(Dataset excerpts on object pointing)
....................
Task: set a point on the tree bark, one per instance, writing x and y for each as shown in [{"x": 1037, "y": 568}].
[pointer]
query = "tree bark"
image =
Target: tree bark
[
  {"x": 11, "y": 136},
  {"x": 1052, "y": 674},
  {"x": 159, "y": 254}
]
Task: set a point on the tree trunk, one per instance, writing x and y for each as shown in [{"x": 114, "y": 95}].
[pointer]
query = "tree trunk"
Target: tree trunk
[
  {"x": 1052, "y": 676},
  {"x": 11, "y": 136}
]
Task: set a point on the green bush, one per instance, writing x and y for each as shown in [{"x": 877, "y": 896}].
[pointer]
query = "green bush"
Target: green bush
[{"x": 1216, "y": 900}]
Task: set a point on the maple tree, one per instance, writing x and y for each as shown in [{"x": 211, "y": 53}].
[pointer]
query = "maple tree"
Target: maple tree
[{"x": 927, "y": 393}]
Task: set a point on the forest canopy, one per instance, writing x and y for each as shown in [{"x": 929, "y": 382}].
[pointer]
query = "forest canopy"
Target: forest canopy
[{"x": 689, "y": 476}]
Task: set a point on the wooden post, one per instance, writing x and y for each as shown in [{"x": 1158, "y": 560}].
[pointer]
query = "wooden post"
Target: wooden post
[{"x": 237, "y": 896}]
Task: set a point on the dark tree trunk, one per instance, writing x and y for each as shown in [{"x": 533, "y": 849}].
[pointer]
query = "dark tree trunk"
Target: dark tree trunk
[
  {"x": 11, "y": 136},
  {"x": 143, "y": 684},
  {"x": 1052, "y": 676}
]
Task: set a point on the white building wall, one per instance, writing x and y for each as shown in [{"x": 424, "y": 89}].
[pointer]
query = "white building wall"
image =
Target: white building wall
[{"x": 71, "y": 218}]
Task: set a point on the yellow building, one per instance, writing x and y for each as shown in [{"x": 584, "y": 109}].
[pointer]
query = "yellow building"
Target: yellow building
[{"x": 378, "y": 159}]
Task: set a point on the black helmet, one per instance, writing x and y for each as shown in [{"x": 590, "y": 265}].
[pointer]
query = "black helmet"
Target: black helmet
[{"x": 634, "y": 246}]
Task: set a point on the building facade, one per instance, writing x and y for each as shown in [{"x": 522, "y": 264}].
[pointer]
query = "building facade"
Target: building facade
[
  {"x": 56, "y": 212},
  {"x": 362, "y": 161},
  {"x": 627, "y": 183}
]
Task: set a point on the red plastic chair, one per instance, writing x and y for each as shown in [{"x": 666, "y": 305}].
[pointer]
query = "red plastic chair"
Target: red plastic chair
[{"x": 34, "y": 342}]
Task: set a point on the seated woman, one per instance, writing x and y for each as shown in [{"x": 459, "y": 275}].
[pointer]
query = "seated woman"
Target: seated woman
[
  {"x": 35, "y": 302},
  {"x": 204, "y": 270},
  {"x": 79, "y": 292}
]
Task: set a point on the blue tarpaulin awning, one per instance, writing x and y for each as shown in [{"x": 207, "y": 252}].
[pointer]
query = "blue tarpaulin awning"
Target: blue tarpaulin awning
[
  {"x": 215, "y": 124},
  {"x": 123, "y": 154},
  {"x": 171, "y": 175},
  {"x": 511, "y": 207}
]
....................
Exercise details: Copy out every one of the records above again, word for word, with nothing changed.

Output:
Task: set a point on the tree bark, one per instance, writing x and y for each as shown in [{"x": 1037, "y": 568}].
[pointer]
query = "tree bark"
image =
Target: tree bark
[
  {"x": 11, "y": 136},
  {"x": 1052, "y": 674},
  {"x": 159, "y": 254}
]
Task: set a point on the tree trunk, one per instance, writing x and y for each as shown in [{"x": 114, "y": 95}].
[pointer]
query = "tree trunk"
Target: tree trunk
[
  {"x": 1052, "y": 676},
  {"x": 11, "y": 136}
]
Task: set a point on the green bush, one per instance, writing x and y for each as shown in [{"x": 877, "y": 896}].
[pointer]
query = "green bush"
Target: green bush
[{"x": 1216, "y": 900}]
Task: set a point on the maple tree, one per instance, writing x and y for each as shown in [{"x": 211, "y": 53}].
[pointer]
query = "maple tree"
Target: maple tree
[{"x": 927, "y": 393}]
Task: set a point on the forest canopy, one per instance, writing x and y for each as shown in [{"x": 929, "y": 382}].
[pointer]
query = "forest canopy"
Target: forest canopy
[{"x": 689, "y": 476}]
Task: set a point on the wooden post, one per instance, writing x and y for each as shown in [{"x": 1158, "y": 560}].
[pointer]
query = "wooden post"
Target: wooden post
[{"x": 237, "y": 896}]
Task: set a point on the dark tree trunk, one per instance, writing x and y for each as shown in [{"x": 533, "y": 849}].
[pointer]
query = "dark tree trunk"
Target: dark tree trunk
[
  {"x": 11, "y": 136},
  {"x": 143, "y": 684},
  {"x": 1052, "y": 676}
]
Task: set a point on the white building wall, one per instance, writing x and y for each as shown in [{"x": 424, "y": 89}].
[pointer]
query = "white building wall"
image =
Target: white building wall
[{"x": 71, "y": 218}]
Task: set a point on the yellow building, one per instance, writing x and y for each as shown in [{"x": 584, "y": 109}].
[pointer]
query = "yellow building"
Target: yellow building
[{"x": 378, "y": 159}]
Task: set a point on the black helmet, one per instance, writing x and y for each as shown in [{"x": 590, "y": 265}].
[pointer]
query = "black helmet"
Target: black helmet
[{"x": 634, "y": 246}]
Task: set a point on the building facade, one per instance, writing x and y for each as shown in [{"x": 522, "y": 264}].
[pointer]
query = "building facade"
Target: building facade
[
  {"x": 56, "y": 212},
  {"x": 362, "y": 161},
  {"x": 627, "y": 183}
]
Task: set a point on the red plastic chair, one per instance, writing x and y for each as shown in [{"x": 666, "y": 305}].
[pointer]
query = "red plastic chair"
Target: red plastic chair
[{"x": 34, "y": 342}]
Task: set a point on the seated woman, one per instance, writing x and y for each as shown in [{"x": 459, "y": 275}].
[pointer]
query = "seated woman"
Target: seated woman
[
  {"x": 35, "y": 302},
  {"x": 204, "y": 270},
  {"x": 79, "y": 292}
]
Task: set a point on the blue tarpaulin awning, one per instance, writing x and y for each as shown in [{"x": 207, "y": 252}].
[pointer]
query = "blue tarpaulin awning"
Target: blue tarpaulin awning
[
  {"x": 215, "y": 124},
  {"x": 123, "y": 154},
  {"x": 171, "y": 175},
  {"x": 511, "y": 207}
]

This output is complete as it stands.